--- Fragmento para leer ---
Estoy en Turín, llevo aquí dos días. Se me hace raro escribir estas notas desde el hotel, acostumbrada a mi desordenada mesa de trabajo. Siento que mi mirada se pierde distraída por la habitación, en el cuadro a carboncillo de la Piazza San Carlo, en las pesadas cortinas. Podía haber elegido cualquier destino y sin embargo estoy aquí en la quinta planta de un hotel de Turín, escribiendo estas notas en un portátil viejo. La culpa la tiene Pavese y el libro que sobre la cama reposa ausente. Desde que leí sus diarios sentí la necesidad de seguir sus pasos, impregnarme de la esencia melancólica de la ciudad. No soy la primera que lo hace, leer a Pavese te empuja a la misma introspección que se dibuja en cada palabra, en la neblina de la ciudad que se cuela por la ventana, en cada soportal, un querer saberlo todo, cuando lo fácil sería no saber nada, y vivir sin más.
--- Material de trabajo ---
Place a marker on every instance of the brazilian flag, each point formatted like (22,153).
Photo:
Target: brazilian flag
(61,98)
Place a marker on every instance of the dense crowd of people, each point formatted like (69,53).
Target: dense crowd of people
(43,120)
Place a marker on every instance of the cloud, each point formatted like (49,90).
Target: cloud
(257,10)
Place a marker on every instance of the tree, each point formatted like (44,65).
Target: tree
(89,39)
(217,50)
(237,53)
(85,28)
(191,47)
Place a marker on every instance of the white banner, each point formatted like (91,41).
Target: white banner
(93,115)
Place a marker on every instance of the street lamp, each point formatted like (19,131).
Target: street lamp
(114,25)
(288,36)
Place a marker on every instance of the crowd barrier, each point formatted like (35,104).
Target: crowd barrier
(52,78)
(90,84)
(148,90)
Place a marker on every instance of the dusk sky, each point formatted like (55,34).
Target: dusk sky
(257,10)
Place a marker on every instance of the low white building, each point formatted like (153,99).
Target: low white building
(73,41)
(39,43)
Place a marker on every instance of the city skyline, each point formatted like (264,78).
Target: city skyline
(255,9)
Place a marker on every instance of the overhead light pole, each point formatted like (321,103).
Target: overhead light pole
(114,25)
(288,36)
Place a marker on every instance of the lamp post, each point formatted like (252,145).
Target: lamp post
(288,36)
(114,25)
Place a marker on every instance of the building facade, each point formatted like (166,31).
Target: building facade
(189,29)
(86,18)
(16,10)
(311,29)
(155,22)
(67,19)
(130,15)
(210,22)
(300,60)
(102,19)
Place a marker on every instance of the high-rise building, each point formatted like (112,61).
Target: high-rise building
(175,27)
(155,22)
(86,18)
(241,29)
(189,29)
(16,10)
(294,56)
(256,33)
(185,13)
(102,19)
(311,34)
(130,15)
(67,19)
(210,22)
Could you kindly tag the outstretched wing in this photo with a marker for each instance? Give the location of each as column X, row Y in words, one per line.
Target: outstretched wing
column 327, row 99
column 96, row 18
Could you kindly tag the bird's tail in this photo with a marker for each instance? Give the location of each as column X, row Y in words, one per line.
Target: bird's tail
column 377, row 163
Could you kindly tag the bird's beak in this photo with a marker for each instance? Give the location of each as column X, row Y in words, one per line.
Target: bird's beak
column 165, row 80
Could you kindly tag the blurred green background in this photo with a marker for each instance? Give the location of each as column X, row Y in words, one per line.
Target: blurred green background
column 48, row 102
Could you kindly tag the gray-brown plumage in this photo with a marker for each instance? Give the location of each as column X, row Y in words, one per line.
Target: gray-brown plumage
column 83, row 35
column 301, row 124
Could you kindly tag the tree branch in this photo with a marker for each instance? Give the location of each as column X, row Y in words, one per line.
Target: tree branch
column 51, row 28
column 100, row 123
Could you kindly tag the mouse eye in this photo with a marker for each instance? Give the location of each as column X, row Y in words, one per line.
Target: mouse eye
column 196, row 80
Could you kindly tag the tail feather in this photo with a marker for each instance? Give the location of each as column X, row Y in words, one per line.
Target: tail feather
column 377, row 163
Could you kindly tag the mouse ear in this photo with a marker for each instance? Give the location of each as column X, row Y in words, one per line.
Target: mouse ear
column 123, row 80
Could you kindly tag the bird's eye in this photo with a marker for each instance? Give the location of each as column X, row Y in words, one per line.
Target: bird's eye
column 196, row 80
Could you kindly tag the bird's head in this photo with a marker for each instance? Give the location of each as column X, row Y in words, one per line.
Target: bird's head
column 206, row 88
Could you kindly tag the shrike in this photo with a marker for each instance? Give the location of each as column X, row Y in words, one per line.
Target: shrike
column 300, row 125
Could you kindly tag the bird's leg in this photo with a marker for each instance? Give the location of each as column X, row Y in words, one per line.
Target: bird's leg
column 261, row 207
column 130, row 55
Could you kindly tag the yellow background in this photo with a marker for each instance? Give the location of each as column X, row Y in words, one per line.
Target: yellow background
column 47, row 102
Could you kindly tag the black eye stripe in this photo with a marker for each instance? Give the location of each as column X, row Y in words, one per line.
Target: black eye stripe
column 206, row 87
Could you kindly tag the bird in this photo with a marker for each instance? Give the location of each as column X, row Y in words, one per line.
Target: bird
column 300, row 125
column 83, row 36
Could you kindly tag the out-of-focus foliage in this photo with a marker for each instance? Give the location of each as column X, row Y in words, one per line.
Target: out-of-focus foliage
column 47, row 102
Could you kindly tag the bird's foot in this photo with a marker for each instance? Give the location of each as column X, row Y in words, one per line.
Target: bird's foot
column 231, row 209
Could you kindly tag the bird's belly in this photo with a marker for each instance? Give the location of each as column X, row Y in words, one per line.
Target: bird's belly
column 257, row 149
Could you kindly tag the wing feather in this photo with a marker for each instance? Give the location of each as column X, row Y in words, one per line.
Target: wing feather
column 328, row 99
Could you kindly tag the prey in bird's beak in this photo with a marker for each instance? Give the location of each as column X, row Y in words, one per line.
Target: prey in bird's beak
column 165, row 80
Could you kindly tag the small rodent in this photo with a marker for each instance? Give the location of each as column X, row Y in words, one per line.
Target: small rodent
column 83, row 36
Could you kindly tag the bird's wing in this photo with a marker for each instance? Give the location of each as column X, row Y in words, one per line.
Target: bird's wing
---
Lista de tareas –
a) Enumera los nombres propios que aparecen en el fragmento sobre Turín, sin repetir ninguno.
b) Por favor, da formato de tabla Markdown a la parte de los registros que empieza con la línea que contiene "Could you kindly tag the black" y termina con la que contiene "column 231, row 209", ambas incluidas. Usa las columnas Fila y Línea, con el número de fila y la línea completa, y omite las líneas en blanco.

Respuestas por tarea –
a) Turín, Piazza San Carlo, Pavese

b)
| Fila | Línea |
|---|---|
| 1 | Could you kindly tag the black eye stripe in this photo with a marker for each instance? Give the location of each as column X, row Y in words, one per line. |
| 2 | Target: black eye stripe |
| 3 | column 206, row 87 |
| 4 | Could you kindly tag the bird in this photo with a marker for each instance? Give the location of each as column X, row Y in words, one per line. |
| 5 | Target: bird |
| 6 | column 300, row 125 |
| 7 | column 83, row 36 |
| 8 | Could you kindly tag the out-of-focus foliage in this photo with a marker for each instance? Give the location of each as column X, row Y in words, one per line. |
| 9 | Target: out-of-focus foliage |
| 10 | column 47, row 102 |
| 11 | Could you kindly tag the bird's foot in this photo with a marker for each instance? Give the location of each as column X, row Y in words, one per line. |
| 12 | Target: bird's foot |
| 13 | column 231, row 209 |